_BRIEF_: Retype each record exactly.

━━━━━ INPUT

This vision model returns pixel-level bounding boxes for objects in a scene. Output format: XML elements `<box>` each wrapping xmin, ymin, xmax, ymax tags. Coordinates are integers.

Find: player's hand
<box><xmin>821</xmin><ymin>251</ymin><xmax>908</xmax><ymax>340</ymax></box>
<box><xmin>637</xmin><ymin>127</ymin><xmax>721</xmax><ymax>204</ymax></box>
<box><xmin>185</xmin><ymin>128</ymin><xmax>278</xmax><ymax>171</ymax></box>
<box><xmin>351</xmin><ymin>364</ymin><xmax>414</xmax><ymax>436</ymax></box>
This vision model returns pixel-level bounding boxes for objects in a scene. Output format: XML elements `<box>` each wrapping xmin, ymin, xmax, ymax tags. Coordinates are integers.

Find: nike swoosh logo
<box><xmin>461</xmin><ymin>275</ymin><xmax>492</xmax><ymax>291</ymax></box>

━━━━━━━━━━

_REPLY TO THE EXERCISE_:
This vision model returns pixel-level bounding boxes for objects in a scene. Output format: XML elements `<box>` each wrapping xmin, ymin, xmax, ymax tags. Coordinates are integers.

Find: player's hand
<box><xmin>821</xmin><ymin>251</ymin><xmax>908</xmax><ymax>340</ymax></box>
<box><xmin>637</xmin><ymin>127</ymin><xmax>721</xmax><ymax>204</ymax></box>
<box><xmin>185</xmin><ymin>128</ymin><xmax>278</xmax><ymax>171</ymax></box>
<box><xmin>351</xmin><ymin>364</ymin><xmax>414</xmax><ymax>436</ymax></box>
This vision model returns pixel-level bounding boxes for objects in a scene. Output format: XML elements `<box>` each wrapping xmin, ymin, xmax, ymax tags. Coordinates are integers.

Find: nike swoosh logo
<box><xmin>461</xmin><ymin>275</ymin><xmax>492</xmax><ymax>291</ymax></box>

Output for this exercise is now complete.